What is needed: Give the lines of the data starting at the line that contains "One point lands on every instance of the gorilla's arm, laid" and ending at the line that contains "pixel 133 154" as a JSON list of strings, one string per line, with blank lines left out. Leave the pictures out of your answer.

Pointing and labeling data
────────

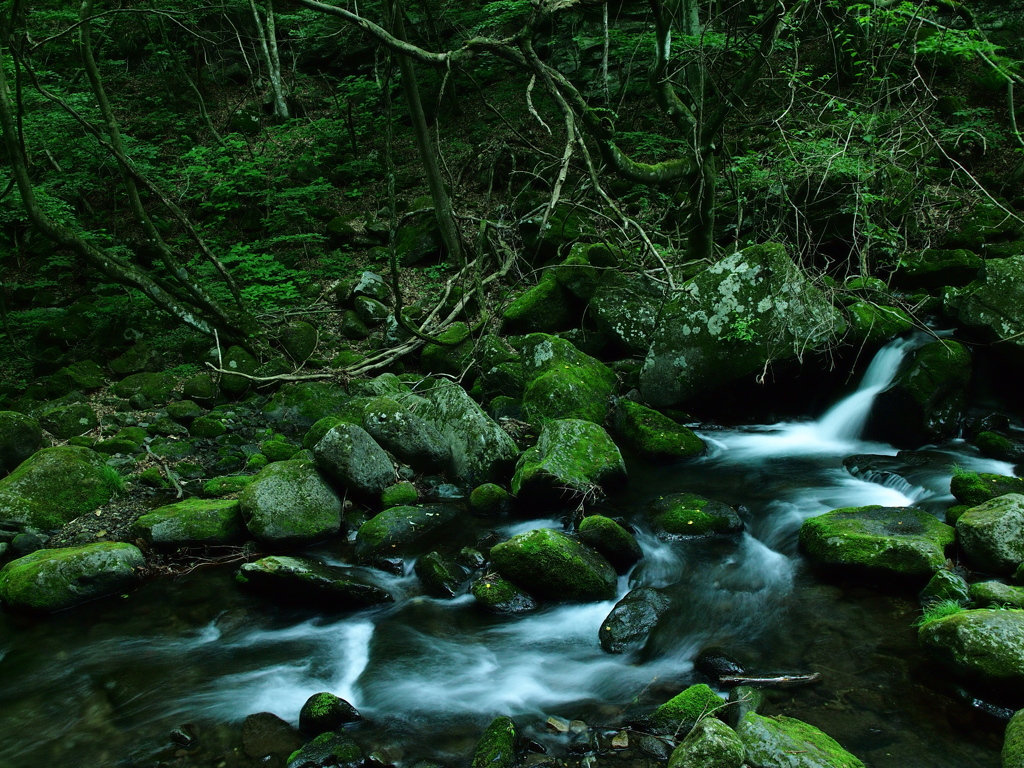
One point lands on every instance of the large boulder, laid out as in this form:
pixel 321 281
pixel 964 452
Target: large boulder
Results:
pixel 987 644
pixel 894 541
pixel 54 486
pixel 786 742
pixel 571 459
pixel 50 580
pixel 731 320
pixel 289 504
pixel 926 400
pixel 350 457
pixel 554 566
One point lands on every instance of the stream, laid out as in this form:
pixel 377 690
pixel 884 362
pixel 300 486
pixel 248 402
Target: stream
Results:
pixel 105 685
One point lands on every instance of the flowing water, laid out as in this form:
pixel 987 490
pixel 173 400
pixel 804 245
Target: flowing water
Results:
pixel 107 684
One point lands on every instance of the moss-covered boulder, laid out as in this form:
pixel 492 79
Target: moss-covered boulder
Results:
pixel 786 742
pixel 992 534
pixel 977 487
pixel 900 542
pixel 497 747
pixel 926 400
pixel 50 580
pixel 195 522
pixel 54 486
pixel 725 324
pixel 711 744
pixel 399 529
pixel 985 644
pixel 289 504
pixel 562 382
pixel 554 566
pixel 350 457
pixel 571 459
pixel 653 435
pixel 300 580
pixel 629 624
pixel 20 436
pixel 690 514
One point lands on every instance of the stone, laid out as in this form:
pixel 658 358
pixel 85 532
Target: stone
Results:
pixel 898 542
pixel 350 457
pixel 787 742
pixel 630 623
pixel 51 580
pixel 729 321
pixel 289 504
pixel 300 580
pixel 194 522
pixel 554 566
pixel 572 459
pixel 992 534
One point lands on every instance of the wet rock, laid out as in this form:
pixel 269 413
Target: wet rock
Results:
pixel 554 566
pixel 326 712
pixel 984 644
pixel 690 514
pixel 195 522
pixel 629 624
pixel 289 504
pixel 572 459
pixel 711 744
pixel 894 541
pixel 51 580
pixel 302 580
pixel 790 742
pixel 349 456
pixel 992 534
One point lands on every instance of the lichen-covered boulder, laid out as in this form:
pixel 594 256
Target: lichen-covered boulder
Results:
pixel 787 742
pixel 562 382
pixel 690 514
pixel 571 459
pixel 554 566
pixel 926 400
pixel 299 580
pixel 653 435
pixel 350 457
pixel 409 437
pixel 987 644
pixel 480 451
pixel 289 504
pixel 730 320
pixel 894 541
pixel 54 486
pixel 194 522
pixel 19 438
pixel 398 529
pixel 992 534
pixel 50 580
pixel 711 744
pixel 629 624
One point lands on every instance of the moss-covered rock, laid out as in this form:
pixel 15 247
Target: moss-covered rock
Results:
pixel 730 320
pixel 786 742
pixel 985 644
pixel 554 566
pixel 690 514
pixel 289 504
pixel 629 624
pixel 571 459
pixel 50 580
pixel 54 486
pixel 299 580
pixel 195 522
pixel 617 545
pixel 653 435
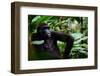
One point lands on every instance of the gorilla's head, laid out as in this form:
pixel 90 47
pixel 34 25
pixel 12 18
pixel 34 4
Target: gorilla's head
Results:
pixel 44 30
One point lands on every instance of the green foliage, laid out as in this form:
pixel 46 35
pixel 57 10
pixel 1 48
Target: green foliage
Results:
pixel 76 26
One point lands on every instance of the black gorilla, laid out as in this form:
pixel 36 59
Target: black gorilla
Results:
pixel 49 49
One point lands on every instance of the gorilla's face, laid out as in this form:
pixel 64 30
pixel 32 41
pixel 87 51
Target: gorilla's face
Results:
pixel 45 32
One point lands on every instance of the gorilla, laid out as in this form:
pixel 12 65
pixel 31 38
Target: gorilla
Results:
pixel 47 47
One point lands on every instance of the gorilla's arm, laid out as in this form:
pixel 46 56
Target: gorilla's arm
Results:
pixel 68 39
pixel 35 36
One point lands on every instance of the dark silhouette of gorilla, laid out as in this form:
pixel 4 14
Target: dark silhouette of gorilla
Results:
pixel 49 49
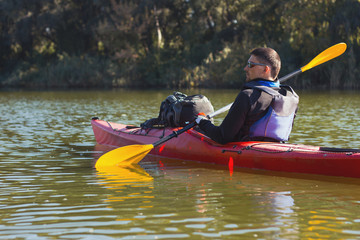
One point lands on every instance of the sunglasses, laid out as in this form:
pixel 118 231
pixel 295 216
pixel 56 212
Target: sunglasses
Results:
pixel 251 64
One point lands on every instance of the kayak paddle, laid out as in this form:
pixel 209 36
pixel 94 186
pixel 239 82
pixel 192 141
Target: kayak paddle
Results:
pixel 133 154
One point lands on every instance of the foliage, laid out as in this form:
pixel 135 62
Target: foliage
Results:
pixel 171 44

────────

Complete output:
[
  "One point lands on every instance of the gorilla's arm, laid out as in this form:",
  "pixel 46 56",
  "Target: gorilla's arm",
  "Results:",
  "pixel 68 39",
  "pixel 35 36",
  "One point lands on every instance of the dark silhouette of gorilla, laid out as in this form:",
  "pixel 4 14",
  "Target: dark silhouette of gorilla",
  "Results:",
  "pixel 49 49",
  "One point lands on every instance of the sunglasses, laid out as in this form:",
  "pixel 118 231",
  "pixel 295 216",
  "pixel 56 212",
  "Target: sunglasses",
  "Results:",
  "pixel 251 64",
  "One point lands on every instance of the kayak paddle, laid out as in this form:",
  "pixel 209 36",
  "pixel 94 186",
  "pixel 239 82",
  "pixel 192 141",
  "Target: kayak paddle",
  "Results:",
  "pixel 133 154"
]